* _THE TASK_
Locate every line in the listing below that contains the string "whale" and copy each of those lines verbatim.
* * * * * * *
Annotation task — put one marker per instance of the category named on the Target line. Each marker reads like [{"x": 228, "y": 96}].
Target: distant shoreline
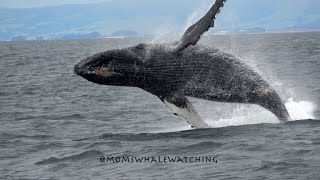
[{"x": 209, "y": 34}]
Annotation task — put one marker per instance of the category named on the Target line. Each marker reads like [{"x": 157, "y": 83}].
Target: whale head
[{"x": 113, "y": 67}]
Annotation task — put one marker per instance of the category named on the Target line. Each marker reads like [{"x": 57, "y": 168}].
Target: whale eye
[{"x": 103, "y": 71}]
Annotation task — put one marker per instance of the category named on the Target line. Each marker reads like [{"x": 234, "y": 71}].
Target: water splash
[
  {"x": 301, "y": 109},
  {"x": 253, "y": 114}
]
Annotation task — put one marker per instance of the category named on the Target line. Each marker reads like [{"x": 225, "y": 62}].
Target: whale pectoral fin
[
  {"x": 194, "y": 32},
  {"x": 182, "y": 107}
]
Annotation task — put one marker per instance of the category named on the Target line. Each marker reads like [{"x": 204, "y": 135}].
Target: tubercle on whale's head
[{"x": 113, "y": 67}]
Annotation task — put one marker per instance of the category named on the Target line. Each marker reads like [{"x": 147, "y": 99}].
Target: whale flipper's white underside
[
  {"x": 182, "y": 107},
  {"x": 194, "y": 32}
]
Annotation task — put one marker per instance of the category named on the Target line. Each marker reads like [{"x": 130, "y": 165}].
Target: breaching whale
[{"x": 174, "y": 71}]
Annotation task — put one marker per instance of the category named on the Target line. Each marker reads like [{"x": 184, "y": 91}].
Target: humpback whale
[{"x": 182, "y": 69}]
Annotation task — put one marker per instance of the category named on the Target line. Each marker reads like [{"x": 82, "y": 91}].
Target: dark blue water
[{"x": 56, "y": 125}]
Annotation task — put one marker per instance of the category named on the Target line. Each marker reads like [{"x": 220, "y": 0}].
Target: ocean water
[{"x": 56, "y": 125}]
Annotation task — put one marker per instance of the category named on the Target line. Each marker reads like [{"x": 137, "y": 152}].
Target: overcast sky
[{"x": 50, "y": 17}]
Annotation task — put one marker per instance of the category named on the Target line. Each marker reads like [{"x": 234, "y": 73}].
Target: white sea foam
[{"x": 252, "y": 114}]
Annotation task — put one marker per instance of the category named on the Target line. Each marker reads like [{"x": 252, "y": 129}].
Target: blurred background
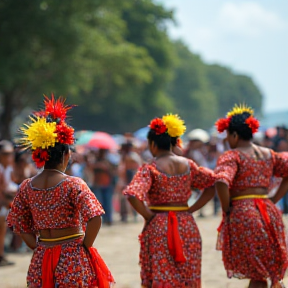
[
  {"x": 136, "y": 59},
  {"x": 125, "y": 62}
]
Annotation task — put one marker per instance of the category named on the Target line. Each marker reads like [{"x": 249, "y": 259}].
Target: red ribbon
[
  {"x": 103, "y": 274},
  {"x": 261, "y": 205},
  {"x": 49, "y": 264},
  {"x": 174, "y": 240}
]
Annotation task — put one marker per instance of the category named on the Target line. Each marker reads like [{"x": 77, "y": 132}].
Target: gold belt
[
  {"x": 250, "y": 197},
  {"x": 61, "y": 238},
  {"x": 168, "y": 208}
]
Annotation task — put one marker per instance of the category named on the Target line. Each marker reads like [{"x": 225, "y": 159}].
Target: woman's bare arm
[
  {"x": 139, "y": 206},
  {"x": 223, "y": 193}
]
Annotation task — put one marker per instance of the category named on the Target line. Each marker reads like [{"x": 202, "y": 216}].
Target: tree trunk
[{"x": 6, "y": 116}]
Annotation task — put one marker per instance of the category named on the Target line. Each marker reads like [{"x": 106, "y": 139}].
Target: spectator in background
[
  {"x": 103, "y": 183},
  {"x": 23, "y": 169},
  {"x": 196, "y": 151},
  {"x": 280, "y": 140},
  {"x": 211, "y": 158},
  {"x": 130, "y": 162},
  {"x": 8, "y": 190}
]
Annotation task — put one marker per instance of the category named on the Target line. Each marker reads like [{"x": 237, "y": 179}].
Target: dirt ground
[{"x": 119, "y": 247}]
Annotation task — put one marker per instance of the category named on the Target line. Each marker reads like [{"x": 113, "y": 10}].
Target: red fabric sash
[
  {"x": 103, "y": 274},
  {"x": 174, "y": 241},
  {"x": 261, "y": 205},
  {"x": 49, "y": 264}
]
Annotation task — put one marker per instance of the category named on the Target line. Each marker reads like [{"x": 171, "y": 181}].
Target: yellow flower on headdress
[
  {"x": 39, "y": 134},
  {"x": 239, "y": 110},
  {"x": 175, "y": 125}
]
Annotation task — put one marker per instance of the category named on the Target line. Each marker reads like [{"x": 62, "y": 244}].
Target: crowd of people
[{"x": 157, "y": 177}]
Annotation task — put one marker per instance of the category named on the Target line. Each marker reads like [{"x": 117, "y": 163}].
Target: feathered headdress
[
  {"x": 223, "y": 123},
  {"x": 171, "y": 124},
  {"x": 46, "y": 128}
]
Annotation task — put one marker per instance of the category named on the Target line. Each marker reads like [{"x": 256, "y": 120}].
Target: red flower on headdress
[
  {"x": 40, "y": 156},
  {"x": 65, "y": 133},
  {"x": 56, "y": 108},
  {"x": 158, "y": 126},
  {"x": 222, "y": 124},
  {"x": 179, "y": 143},
  {"x": 253, "y": 124}
]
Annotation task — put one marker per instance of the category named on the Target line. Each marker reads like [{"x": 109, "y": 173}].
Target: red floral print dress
[
  {"x": 252, "y": 237},
  {"x": 68, "y": 204},
  {"x": 158, "y": 267}
]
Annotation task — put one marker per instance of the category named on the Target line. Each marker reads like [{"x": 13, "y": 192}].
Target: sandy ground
[{"x": 119, "y": 247}]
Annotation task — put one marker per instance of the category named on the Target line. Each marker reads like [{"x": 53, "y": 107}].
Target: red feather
[
  {"x": 222, "y": 124},
  {"x": 56, "y": 108},
  {"x": 158, "y": 126},
  {"x": 253, "y": 124},
  {"x": 65, "y": 134}
]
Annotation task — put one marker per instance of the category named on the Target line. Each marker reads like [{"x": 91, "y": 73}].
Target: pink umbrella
[{"x": 102, "y": 140}]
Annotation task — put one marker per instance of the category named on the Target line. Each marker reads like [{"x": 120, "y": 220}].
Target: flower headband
[
  {"x": 223, "y": 123},
  {"x": 46, "y": 128},
  {"x": 171, "y": 124}
]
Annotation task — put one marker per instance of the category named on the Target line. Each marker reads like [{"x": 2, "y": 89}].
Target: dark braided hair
[
  {"x": 237, "y": 124},
  {"x": 162, "y": 141},
  {"x": 56, "y": 154}
]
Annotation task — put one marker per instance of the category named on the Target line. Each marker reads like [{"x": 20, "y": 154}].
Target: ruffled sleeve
[
  {"x": 201, "y": 177},
  {"x": 87, "y": 203},
  {"x": 226, "y": 168},
  {"x": 140, "y": 184},
  {"x": 280, "y": 164},
  {"x": 20, "y": 217}
]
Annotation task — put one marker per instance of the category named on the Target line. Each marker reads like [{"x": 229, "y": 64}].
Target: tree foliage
[{"x": 114, "y": 59}]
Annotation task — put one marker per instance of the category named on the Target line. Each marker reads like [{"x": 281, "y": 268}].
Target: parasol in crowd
[
  {"x": 83, "y": 137},
  {"x": 141, "y": 134},
  {"x": 102, "y": 140}
]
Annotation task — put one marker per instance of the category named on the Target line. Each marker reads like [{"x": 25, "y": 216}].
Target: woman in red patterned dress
[
  {"x": 57, "y": 215},
  {"x": 170, "y": 253},
  {"x": 251, "y": 235}
]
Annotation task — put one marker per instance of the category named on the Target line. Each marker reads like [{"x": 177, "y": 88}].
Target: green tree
[
  {"x": 62, "y": 46},
  {"x": 190, "y": 90},
  {"x": 232, "y": 89},
  {"x": 119, "y": 102}
]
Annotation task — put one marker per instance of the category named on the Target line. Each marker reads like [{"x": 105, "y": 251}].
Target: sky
[{"x": 250, "y": 37}]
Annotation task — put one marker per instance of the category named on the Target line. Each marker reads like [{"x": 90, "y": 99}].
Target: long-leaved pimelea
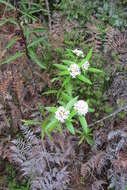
[{"x": 70, "y": 112}]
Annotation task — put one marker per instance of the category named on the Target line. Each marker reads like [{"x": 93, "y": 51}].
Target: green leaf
[
  {"x": 89, "y": 55},
  {"x": 51, "y": 126},
  {"x": 30, "y": 122},
  {"x": 71, "y": 103},
  {"x": 60, "y": 66},
  {"x": 81, "y": 140},
  {"x": 51, "y": 109},
  {"x": 7, "y": 4},
  {"x": 72, "y": 114},
  {"x": 12, "y": 58},
  {"x": 49, "y": 92},
  {"x": 84, "y": 124},
  {"x": 36, "y": 42},
  {"x": 64, "y": 73},
  {"x": 43, "y": 127},
  {"x": 91, "y": 110},
  {"x": 35, "y": 58},
  {"x": 66, "y": 81},
  {"x": 87, "y": 58},
  {"x": 70, "y": 127},
  {"x": 39, "y": 30},
  {"x": 84, "y": 79},
  {"x": 68, "y": 62},
  {"x": 94, "y": 70},
  {"x": 66, "y": 97},
  {"x": 89, "y": 140}
]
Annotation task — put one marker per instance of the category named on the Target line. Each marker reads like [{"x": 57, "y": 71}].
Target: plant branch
[
  {"x": 124, "y": 108},
  {"x": 49, "y": 15}
]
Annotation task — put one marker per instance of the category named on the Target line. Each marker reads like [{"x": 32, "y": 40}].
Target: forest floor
[{"x": 22, "y": 84}]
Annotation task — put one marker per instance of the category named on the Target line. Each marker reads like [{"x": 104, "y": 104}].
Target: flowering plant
[
  {"x": 71, "y": 111},
  {"x": 77, "y": 67}
]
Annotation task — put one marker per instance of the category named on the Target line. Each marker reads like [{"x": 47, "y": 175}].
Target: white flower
[
  {"x": 74, "y": 70},
  {"x": 81, "y": 107},
  {"x": 86, "y": 65},
  {"x": 61, "y": 114},
  {"x": 78, "y": 52}
]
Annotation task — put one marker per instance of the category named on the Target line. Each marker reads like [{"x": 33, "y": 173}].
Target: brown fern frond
[
  {"x": 95, "y": 164},
  {"x": 94, "y": 36},
  {"x": 18, "y": 86},
  {"x": 117, "y": 40},
  {"x": 5, "y": 82}
]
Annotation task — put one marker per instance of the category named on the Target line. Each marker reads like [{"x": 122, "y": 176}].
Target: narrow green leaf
[
  {"x": 68, "y": 62},
  {"x": 72, "y": 114},
  {"x": 51, "y": 126},
  {"x": 35, "y": 58},
  {"x": 87, "y": 58},
  {"x": 39, "y": 30},
  {"x": 12, "y": 58},
  {"x": 64, "y": 73},
  {"x": 66, "y": 81},
  {"x": 89, "y": 55},
  {"x": 81, "y": 140},
  {"x": 91, "y": 110},
  {"x": 30, "y": 122},
  {"x": 51, "y": 109},
  {"x": 60, "y": 66},
  {"x": 70, "y": 127},
  {"x": 49, "y": 92},
  {"x": 36, "y": 42},
  {"x": 71, "y": 103},
  {"x": 94, "y": 70},
  {"x": 84, "y": 124},
  {"x": 66, "y": 97},
  {"x": 43, "y": 127},
  {"x": 7, "y": 4},
  {"x": 89, "y": 140},
  {"x": 11, "y": 43},
  {"x": 84, "y": 79}
]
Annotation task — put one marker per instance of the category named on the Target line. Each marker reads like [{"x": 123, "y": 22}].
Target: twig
[
  {"x": 124, "y": 108},
  {"x": 49, "y": 15}
]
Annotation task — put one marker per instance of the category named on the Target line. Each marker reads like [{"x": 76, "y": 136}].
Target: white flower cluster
[
  {"x": 61, "y": 114},
  {"x": 78, "y": 52},
  {"x": 74, "y": 70},
  {"x": 81, "y": 107},
  {"x": 86, "y": 65}
]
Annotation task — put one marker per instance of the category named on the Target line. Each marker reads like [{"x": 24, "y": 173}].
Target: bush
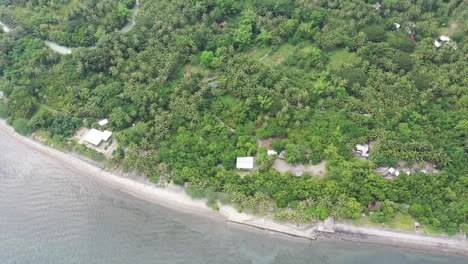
[
  {"x": 194, "y": 192},
  {"x": 401, "y": 41},
  {"x": 21, "y": 125},
  {"x": 279, "y": 145},
  {"x": 224, "y": 198},
  {"x": 3, "y": 110},
  {"x": 353, "y": 76},
  {"x": 375, "y": 33}
]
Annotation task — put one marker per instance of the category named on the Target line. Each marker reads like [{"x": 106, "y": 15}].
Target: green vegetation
[{"x": 315, "y": 79}]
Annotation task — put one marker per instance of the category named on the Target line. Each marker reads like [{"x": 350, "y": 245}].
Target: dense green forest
[{"x": 198, "y": 83}]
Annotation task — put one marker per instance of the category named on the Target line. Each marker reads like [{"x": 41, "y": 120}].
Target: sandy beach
[{"x": 174, "y": 197}]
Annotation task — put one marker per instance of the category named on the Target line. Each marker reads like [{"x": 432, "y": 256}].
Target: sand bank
[{"x": 174, "y": 197}]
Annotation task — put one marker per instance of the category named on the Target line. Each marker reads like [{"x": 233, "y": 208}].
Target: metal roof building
[{"x": 95, "y": 137}]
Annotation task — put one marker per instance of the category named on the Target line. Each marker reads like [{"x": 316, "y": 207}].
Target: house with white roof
[
  {"x": 362, "y": 150},
  {"x": 103, "y": 122},
  {"x": 444, "y": 38},
  {"x": 245, "y": 163},
  {"x": 271, "y": 152},
  {"x": 95, "y": 137}
]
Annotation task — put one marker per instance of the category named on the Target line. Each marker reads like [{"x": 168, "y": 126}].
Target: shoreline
[{"x": 175, "y": 198}]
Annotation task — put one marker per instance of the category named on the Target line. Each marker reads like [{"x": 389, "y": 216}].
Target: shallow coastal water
[{"x": 50, "y": 213}]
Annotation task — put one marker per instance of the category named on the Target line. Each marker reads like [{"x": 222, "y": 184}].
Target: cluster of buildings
[
  {"x": 442, "y": 39},
  {"x": 95, "y": 137},
  {"x": 248, "y": 163}
]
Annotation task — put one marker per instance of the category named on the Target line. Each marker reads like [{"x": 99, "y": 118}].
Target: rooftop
[
  {"x": 95, "y": 137},
  {"x": 103, "y": 122}
]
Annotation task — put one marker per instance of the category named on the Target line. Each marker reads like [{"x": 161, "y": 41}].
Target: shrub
[
  {"x": 194, "y": 192},
  {"x": 224, "y": 198},
  {"x": 375, "y": 33},
  {"x": 3, "y": 110},
  {"x": 21, "y": 125}
]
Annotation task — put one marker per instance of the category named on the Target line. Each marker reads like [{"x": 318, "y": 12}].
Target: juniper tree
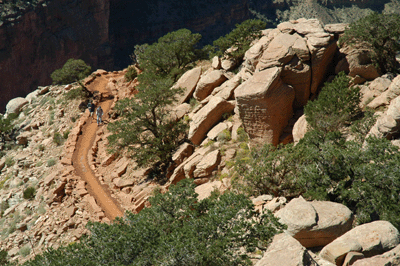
[
  {"x": 381, "y": 34},
  {"x": 146, "y": 128},
  {"x": 170, "y": 55}
]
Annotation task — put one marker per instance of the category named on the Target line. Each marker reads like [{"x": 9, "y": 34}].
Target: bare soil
[{"x": 80, "y": 161}]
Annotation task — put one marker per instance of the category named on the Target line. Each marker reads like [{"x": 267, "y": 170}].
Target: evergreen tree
[
  {"x": 170, "y": 55},
  {"x": 381, "y": 34},
  {"x": 239, "y": 39},
  {"x": 146, "y": 128}
]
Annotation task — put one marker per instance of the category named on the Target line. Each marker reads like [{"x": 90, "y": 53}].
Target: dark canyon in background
[{"x": 39, "y": 39}]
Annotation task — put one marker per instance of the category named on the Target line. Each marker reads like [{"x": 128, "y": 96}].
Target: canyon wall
[
  {"x": 38, "y": 40},
  {"x": 35, "y": 43}
]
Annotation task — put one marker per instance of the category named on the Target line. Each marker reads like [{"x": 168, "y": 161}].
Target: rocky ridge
[{"x": 63, "y": 203}]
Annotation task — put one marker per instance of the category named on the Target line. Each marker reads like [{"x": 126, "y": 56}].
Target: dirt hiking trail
[{"x": 80, "y": 158}]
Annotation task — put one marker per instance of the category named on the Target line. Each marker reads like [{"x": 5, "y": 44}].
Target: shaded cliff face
[
  {"x": 36, "y": 43},
  {"x": 136, "y": 23}
]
* * * * * * *
* _WRITTEN RESPONSE_
Target: whale head
Target: whale eye
Target: whale pectoral fin
Target: tubercle on whale's head
Target: whale flipper's white underside
Target: breaching whale
Target: humpback whale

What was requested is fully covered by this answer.